Gemeinsamkeit auf Zeit

Dabei ist das Ziel klar: Die Gäste sollen zwar erst einmal zur Ruhe kommen, aber dann nach und nach ihr Leben in die eigene Hand nehmen – und am Ende wieder ausziehen. Wobei besonders der letzte Schritt kein einfacher sei: „Legalisierung heißt meist, zunächst dorthin zu gehen, wo der Staat sagt, dass man wohnen muss: in eine Unterkunft, in einen Wohncontainer. Das ist dann ein gefühlter Abstieg, auch wenn man weiß, dass das nur ein paar Monate dauert“, sagt Birke. Und sie setzt mit einem leichten Lächeln hinzu: „So toll wie wir auch sind: Acht von zehn Leuten hat es gut getan, dass sie uns wieder verlassen haben, dass sie eine eigene Wohnung fanden, einen Job und dass die Kinder zur Schule gehen.“

So. Erst mal genug erzählt. Messer, Gabeln, Teller und Gläser müssen aufgedeckt werden, Untersetzer für die heißen Töpfe und die Auflaufformen. „Soll ich läuten?“, fragt Maritas Tochter, und als sie es zehn Minuten später tut, kommt nach und nach, wer kommen möchte. Ein kurzes Lied, alle halten sich an den Händen, die Tür geht auf: Manuel steht da in voller Regenmontur. Er hat auf dem Heimweg beim benachbarten Bioladen gehalten, hat auf das Lastenfahrrad gepackt, was dieser ihm an nicht mehr verkaufbaren Lebensmitteln mitgegeben hat.
-*-*-
== Aufgabenstellung ==
Wo hat Manuel laut dem Textauszug auf dem Heimweg angehalten?

== Daten zu Referenzausdrücken ==
-*-*-
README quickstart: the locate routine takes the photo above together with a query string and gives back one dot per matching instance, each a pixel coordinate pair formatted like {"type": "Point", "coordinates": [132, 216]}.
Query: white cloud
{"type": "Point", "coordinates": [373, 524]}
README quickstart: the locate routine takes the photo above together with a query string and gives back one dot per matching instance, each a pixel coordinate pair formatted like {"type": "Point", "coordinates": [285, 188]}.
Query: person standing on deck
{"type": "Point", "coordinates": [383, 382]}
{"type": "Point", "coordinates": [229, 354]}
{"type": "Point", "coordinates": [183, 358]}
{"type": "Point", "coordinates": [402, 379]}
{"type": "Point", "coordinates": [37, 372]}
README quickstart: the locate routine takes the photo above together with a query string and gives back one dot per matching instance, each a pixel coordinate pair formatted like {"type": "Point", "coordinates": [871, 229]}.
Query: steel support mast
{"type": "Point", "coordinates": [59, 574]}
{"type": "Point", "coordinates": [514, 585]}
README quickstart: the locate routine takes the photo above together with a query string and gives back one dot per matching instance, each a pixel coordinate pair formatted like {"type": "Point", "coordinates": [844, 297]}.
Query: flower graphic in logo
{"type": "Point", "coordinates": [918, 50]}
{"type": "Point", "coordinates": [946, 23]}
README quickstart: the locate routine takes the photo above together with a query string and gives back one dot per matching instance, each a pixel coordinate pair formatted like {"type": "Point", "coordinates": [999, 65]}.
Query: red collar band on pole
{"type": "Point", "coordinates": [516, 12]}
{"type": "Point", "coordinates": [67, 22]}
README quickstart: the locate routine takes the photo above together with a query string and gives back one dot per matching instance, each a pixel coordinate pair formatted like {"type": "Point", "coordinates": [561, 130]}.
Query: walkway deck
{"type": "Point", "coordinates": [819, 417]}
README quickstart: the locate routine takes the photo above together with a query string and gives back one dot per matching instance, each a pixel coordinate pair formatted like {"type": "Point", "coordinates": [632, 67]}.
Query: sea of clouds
-*-*-
== Lösung ==
Beim benachbarten Bioladen.